**Written request:** Please rewrite every line of the records below as a numbered list, leaving out any blank lines.

[begin Data for this task]

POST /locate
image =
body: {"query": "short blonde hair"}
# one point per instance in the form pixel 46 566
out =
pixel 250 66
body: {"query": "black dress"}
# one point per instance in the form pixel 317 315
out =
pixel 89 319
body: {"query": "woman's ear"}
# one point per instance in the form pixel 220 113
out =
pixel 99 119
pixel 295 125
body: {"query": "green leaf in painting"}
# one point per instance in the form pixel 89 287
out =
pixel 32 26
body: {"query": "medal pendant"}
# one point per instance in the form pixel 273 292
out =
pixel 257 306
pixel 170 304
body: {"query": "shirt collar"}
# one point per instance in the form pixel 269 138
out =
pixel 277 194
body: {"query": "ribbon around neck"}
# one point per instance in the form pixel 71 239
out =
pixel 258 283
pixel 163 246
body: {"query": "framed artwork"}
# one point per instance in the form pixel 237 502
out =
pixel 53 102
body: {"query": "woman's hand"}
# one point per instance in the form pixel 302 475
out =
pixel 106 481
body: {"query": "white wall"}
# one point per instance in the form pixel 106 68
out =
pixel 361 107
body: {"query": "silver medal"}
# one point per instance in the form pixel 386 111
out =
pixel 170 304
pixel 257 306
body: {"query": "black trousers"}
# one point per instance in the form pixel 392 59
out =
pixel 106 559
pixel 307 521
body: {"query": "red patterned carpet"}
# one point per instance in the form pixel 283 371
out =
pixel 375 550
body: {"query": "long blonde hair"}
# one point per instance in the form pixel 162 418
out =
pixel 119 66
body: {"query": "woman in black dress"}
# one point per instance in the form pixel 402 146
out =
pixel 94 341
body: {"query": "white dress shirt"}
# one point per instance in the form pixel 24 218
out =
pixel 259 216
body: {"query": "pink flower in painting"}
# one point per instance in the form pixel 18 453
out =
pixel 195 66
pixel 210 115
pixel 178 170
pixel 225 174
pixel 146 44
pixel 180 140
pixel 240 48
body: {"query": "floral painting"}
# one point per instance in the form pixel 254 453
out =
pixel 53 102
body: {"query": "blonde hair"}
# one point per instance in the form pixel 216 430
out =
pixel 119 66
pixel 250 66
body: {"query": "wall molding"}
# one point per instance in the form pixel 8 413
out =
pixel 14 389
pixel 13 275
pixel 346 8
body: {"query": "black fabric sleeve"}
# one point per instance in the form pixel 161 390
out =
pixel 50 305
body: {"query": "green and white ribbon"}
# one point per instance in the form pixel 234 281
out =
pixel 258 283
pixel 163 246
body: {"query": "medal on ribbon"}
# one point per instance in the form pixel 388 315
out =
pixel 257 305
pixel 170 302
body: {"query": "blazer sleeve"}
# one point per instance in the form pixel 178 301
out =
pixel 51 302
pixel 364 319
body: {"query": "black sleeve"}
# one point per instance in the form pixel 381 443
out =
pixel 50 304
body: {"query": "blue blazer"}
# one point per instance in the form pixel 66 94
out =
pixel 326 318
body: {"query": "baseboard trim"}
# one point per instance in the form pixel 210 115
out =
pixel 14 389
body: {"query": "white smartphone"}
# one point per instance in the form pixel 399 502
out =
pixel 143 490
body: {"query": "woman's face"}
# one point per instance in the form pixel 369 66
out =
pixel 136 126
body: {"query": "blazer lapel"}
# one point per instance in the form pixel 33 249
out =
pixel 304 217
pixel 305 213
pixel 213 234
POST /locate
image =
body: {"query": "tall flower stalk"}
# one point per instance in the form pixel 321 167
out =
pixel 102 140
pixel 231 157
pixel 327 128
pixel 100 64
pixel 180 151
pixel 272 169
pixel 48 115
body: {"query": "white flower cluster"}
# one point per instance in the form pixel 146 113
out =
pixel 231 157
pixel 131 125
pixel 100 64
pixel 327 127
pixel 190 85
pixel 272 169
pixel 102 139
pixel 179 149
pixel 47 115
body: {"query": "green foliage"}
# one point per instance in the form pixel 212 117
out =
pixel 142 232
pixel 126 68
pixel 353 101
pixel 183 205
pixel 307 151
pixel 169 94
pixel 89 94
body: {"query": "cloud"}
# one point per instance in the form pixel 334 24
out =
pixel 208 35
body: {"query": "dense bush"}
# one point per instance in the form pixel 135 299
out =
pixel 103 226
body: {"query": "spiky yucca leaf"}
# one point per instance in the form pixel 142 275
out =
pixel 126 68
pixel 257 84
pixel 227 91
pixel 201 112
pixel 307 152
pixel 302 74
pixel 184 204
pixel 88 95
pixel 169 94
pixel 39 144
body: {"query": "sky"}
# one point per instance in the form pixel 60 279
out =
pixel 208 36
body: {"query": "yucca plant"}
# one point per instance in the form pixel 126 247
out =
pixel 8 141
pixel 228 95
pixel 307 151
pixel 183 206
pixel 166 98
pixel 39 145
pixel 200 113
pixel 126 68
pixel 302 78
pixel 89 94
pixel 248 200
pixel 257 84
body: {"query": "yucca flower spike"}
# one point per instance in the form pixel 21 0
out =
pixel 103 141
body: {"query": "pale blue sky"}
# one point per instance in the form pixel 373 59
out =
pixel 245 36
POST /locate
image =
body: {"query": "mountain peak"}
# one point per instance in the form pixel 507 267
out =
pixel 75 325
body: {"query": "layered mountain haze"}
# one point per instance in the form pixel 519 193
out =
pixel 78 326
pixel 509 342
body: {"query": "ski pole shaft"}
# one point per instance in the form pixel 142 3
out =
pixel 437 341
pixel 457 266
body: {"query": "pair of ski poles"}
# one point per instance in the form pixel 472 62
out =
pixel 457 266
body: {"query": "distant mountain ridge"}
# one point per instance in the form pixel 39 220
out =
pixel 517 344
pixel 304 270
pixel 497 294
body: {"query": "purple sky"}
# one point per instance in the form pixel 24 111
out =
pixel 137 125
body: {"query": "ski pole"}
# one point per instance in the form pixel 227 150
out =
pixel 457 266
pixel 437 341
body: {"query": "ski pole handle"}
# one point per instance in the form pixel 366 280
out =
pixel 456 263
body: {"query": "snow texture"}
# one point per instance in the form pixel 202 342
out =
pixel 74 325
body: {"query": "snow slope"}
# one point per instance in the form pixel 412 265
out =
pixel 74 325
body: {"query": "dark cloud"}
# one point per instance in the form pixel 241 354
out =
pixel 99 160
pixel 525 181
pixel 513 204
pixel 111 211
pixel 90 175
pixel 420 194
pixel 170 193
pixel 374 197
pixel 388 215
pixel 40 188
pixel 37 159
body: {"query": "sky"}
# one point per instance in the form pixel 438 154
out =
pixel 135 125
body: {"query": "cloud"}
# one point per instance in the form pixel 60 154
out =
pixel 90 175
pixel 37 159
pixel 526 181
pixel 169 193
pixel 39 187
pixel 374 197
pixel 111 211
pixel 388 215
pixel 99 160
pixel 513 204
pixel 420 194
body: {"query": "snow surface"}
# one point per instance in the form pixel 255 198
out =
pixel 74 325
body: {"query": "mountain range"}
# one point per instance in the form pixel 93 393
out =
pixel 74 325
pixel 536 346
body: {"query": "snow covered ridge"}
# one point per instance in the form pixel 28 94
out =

[end Data for this task]

**Problem solution:**
1. POST /locate
2. image =
3. body: {"query": "short blonde hair"}
4. # one point per instance in the form pixel 46 566
5. out =
6. pixel 250 66
7. body: {"query": "black dress"}
8. # one point per instance in the form pixel 317 315
9. out =
10. pixel 89 319
11. body: {"query": "woman's ear"}
12. # one point per instance in the form pixel 220 113
13. out =
14. pixel 99 119
15. pixel 295 125
16. body: {"query": "green leaf in painting"}
17. # one point per instance in the form pixel 89 287
18. out =
19. pixel 32 26
20. body: {"query": "medal pendant"}
21. # one point per instance in the form pixel 273 292
22. out =
23. pixel 257 306
24. pixel 170 304
25. body: {"query": "shirt collar"}
26. # one point per instance in the form pixel 269 138
27. out =
28. pixel 277 194
29. body: {"query": "ribbon around neck"}
30. # one point per instance in the form pixel 71 239
31. out =
32. pixel 258 283
33. pixel 163 246
34. body: {"query": "framed artwork"}
35. # one point per instance in the form pixel 237 502
36. out =
37. pixel 53 102
38. body: {"query": "woman's hand"}
39. # one point per instance in the form pixel 302 475
40. out =
41. pixel 106 481
42. body: {"query": "white wall"}
43. # one point per instance in the form pixel 106 68
44. out =
45. pixel 361 107
46. body: {"query": "silver medal"}
47. # one point per instance in the form pixel 386 111
48. out =
49. pixel 170 304
50. pixel 257 306
51. body: {"query": "black trousers"}
52. # one point per instance in the form pixel 392 59
53. out =
54. pixel 106 559
55. pixel 307 521
56. body: {"query": "red patterned carpet"}
57. # one point per instance in the form pixel 283 371
58. out =
59. pixel 375 550
60. body: {"query": "long blonde hair"}
61. # one point per instance in the form pixel 162 418
62. out =
63. pixel 119 66
64. body: {"query": "woman in black dress"}
65. # one point per instance in the form pixel 402 146
66. out =
67. pixel 94 341
68. body: {"query": "white dress shirt"}
69. # one point per instance in the form pixel 24 218
70. out =
71. pixel 259 216
72. body: {"query": "pink flower in painting"}
73. # one point per instance in the form pixel 18 453
74. out =
75. pixel 195 66
76. pixel 210 115
77. pixel 178 170
78. pixel 225 174
79. pixel 146 44
80. pixel 180 140
81. pixel 240 48
82. body: {"query": "floral painting"}
83. # one point per instance in the form pixel 254 453
84. out =
85. pixel 53 102
86. body: {"query": "blonde hair"}
87. # one point per instance in the form pixel 216 430
88. out =
89. pixel 119 66
90. pixel 250 66
91. body: {"query": "wall molding"}
92. # one point per instance in the form pixel 8 413
93. out =
94. pixel 14 389
95. pixel 13 275
96. pixel 346 8
97. body: {"query": "black fabric sleeve"}
98. # one point per instance in the form pixel 161 390
99. out =
100. pixel 50 305
101. body: {"query": "green and white ribbon"}
102. # one point per instance in the form pixel 234 281
103. out =
104. pixel 258 283
105. pixel 163 246
106. body: {"query": "medal on ribbon"}
107. # one point per instance in the form pixel 388 315
108. out =
109. pixel 257 305
110. pixel 170 302
111. body: {"query": "blazer sleeve"}
112. # one point per instance in the form pixel 178 301
113. out =
114. pixel 51 302
115. pixel 364 319
116. body: {"query": "black sleeve"}
117. # one point per instance in the form pixel 381 443
118. out =
119. pixel 50 304
120. body: {"query": "blue blazer"}
121. # one point per instance in the form pixel 66 94
122. out =
123. pixel 326 318
124. body: {"query": "baseboard trim"}
125. # one point per instance in the form pixel 210 115
126. out =
127. pixel 14 389
128. body: {"query": "white smartphone"}
129. # one point per instance in the form pixel 399 502
130. out =
131. pixel 143 490
132. body: {"query": "woman's face"}
133. # one point per instance in the form pixel 369 66
134. out =
135. pixel 136 126
136. body: {"query": "blazer lapel"}
137. # one point per instance in the form pixel 33 249
138. out =
139. pixel 304 217
140. pixel 305 213
141. pixel 213 234
142. POST /locate
143. image =
144. body: {"query": "tall flower stalk"}
145. # one point per instance in the form pixel 321 167
146. out =
147. pixel 102 140
148. pixel 231 157
149. pixel 327 128
150. pixel 100 64
151. pixel 180 151
152. pixel 272 169
153. pixel 48 115
154. body: {"query": "white flower cluster"}
155. # one point per instance in the form pixel 146 113
156. out =
157. pixel 231 157
158. pixel 131 125
159. pixel 100 64
160. pixel 327 127
161. pixel 190 85
162. pixel 272 169
163. pixel 102 139
164. pixel 179 149
165. pixel 47 115
166. body: {"query": "green foliage"}
167. # one point per instance in the form pixel 212 117
168. out =
169. pixel 142 232
170. pixel 126 68
171. pixel 353 101
172. pixel 183 205
173. pixel 307 151
174. pixel 169 94
175. pixel 89 94
176. body: {"query": "cloud"}
177. # one point per instance in the form pixel 334 24
178. out =
179. pixel 208 35
180. body: {"query": "dense bush"}
181. # one point per instance in the form pixel 135 299
182. out =
183. pixel 103 226
184. body: {"query": "spiky yucca leaf"}
185. # one point per instance in the form pixel 142 275
186. out =
187. pixel 126 68
188. pixel 257 84
189. pixel 227 91
190. pixel 201 112
191. pixel 307 152
192. pixel 302 74
193. pixel 184 204
194. pixel 88 95
195. pixel 169 94
196. pixel 39 144
197. body: {"query": "sky"}
198. # one point per instance in the form pixel 60 279
199. out =
200. pixel 208 36
201. body: {"query": "yucca plant"}
202. # one point per instance in the form pixel 126 247
203. out =
204. pixel 8 141
205. pixel 228 95
206. pixel 307 151
207. pixel 183 206
208. pixel 166 98
209. pixel 39 145
210. pixel 200 113
211. pixel 126 68
212. pixel 302 78
213. pixel 89 94
214. pixel 248 200
215. pixel 257 84
216. body: {"query": "yucca flower spike"}
217. # one point per instance in the form pixel 21 0
218. out =
219. pixel 103 141
220. body: {"query": "pale blue sky"}
221. # one point per instance in the form pixel 373 59
222. out =
223. pixel 245 36
224. POST /locate
225. image =
226. body: {"query": "mountain peak"}
227. # one point per instance in the form pixel 507 267
228. out =
229. pixel 75 325
230. body: {"query": "layered mountain haze"}
231. # one point per instance in the form pixel 519 193
232. out =
233. pixel 78 326
234. pixel 509 342
235. body: {"query": "ski pole shaft"}
236. # one point per instance in the form pixel 142 3
237. out =
238. pixel 437 341
239. pixel 457 266
240. body: {"query": "pair of ski poles"}
241. # one point per instance in the form pixel 472 62
242. out =
243. pixel 457 266
244. body: {"query": "distant mountain ridge"}
245. # one point per instance in the form pixel 39 220
246. out =
247. pixel 517 344
248. pixel 304 270
249. pixel 497 294
250. body: {"query": "purple sky"}
251. # one point per instance in the form pixel 24 111
252. out =
253. pixel 137 125
254. body: {"query": "ski pole"}
255. # one point per instance in the form pixel 227 150
256. out =
257. pixel 457 266
258. pixel 437 341
259. body: {"query": "ski pole handle"}
260. # one point per instance in the form pixel 366 280
261. out =
262. pixel 456 263
263. body: {"query": "snow texture"}
264. # one point per instance in the form pixel 202 342
265. out =
266. pixel 74 325
267. body: {"query": "snow slope"}
268. # one point per instance in the form pixel 412 265
269. out =
270. pixel 74 325
271. body: {"query": "dark cloud"}
272. # one point per instance in the form pixel 241 354
273. out =
274. pixel 99 160
275. pixel 525 181
276. pixel 513 204
277. pixel 111 211
278. pixel 90 175
279. pixel 420 194
280. pixel 170 193
281. pixel 374 197
282. pixel 388 215
283. pixel 40 188
284. pixel 37 159
285. body: {"query": "sky"}
286. # one point per instance in the form pixel 438 154
287. out =
288. pixel 135 125
289. body: {"query": "cloud"}
290. # one point per instance in the form pixel 60 154
291. out =
292. pixel 90 175
293. pixel 37 159
294. pixel 526 181
295. pixel 169 193
296. pixel 39 187
297. pixel 374 197
298. pixel 111 211
299. pixel 388 215
300. pixel 99 160
301. pixel 513 204
302. pixel 420 194
303. body: {"query": "snow surface"}
304. # one point per instance in the form pixel 255 198
305. out =
306. pixel 74 325
307. body: {"query": "mountain range"}
308. # one point per instance in the form pixel 93 393
309. out =
310. pixel 74 325
311. pixel 536 346
312. body: {"query": "snow covered ridge"}
313. # one point per instance in the form pixel 28 94
314. out =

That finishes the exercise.